| WORK TO COMPLETE |
An exact repetition of all the entries that follow is required.
### SUPPLIED MATERIAL
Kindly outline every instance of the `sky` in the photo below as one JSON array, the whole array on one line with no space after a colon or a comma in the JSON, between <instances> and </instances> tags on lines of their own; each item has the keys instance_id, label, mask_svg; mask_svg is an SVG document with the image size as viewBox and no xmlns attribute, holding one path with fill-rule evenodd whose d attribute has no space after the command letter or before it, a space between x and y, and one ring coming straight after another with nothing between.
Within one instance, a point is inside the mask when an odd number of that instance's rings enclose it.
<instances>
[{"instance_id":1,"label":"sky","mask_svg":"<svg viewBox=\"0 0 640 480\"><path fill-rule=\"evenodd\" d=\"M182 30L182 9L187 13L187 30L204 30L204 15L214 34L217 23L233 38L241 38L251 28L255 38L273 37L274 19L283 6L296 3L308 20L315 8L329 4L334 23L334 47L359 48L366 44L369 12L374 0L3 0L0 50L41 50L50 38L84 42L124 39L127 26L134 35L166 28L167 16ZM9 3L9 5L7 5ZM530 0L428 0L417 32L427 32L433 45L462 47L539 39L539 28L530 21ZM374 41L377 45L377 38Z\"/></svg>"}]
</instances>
######
| REPLY TO THE TASK |
Kindly outline every instance of the `sky` in the photo below as one JSON array, the whole array on one line with no space after a colon or a comma in the JSON, between <instances> and </instances> tags on lines of their own; each item has the keys instance_id, label, mask_svg; mask_svg is an SVG document with the image size as viewBox and no xmlns attribute, holding one path with fill-rule evenodd whose d attribute has no space after the command letter or before it, a space between x and y, and one ring coming straight after another with nothing between.
Within one instance, a point is inside the mask when an odd number of that instance's rings enclose it.
<instances>
[{"instance_id":1,"label":"sky","mask_svg":"<svg viewBox=\"0 0 640 480\"><path fill-rule=\"evenodd\" d=\"M182 30L182 9L187 13L187 30L204 30L204 15L214 34L217 23L233 38L241 38L251 28L255 38L273 37L274 19L283 6L296 3L308 20L315 8L329 4L334 23L334 47L359 48L366 44L369 12L374 0L3 0L0 50L41 50L50 38L84 42L124 39L127 26L134 35L166 28L167 16ZM9 3L9 5L7 5ZM530 0L428 0L417 32L427 32L433 45L462 47L539 39L539 28L530 21ZM374 41L377 45L377 38Z\"/></svg>"}]
</instances>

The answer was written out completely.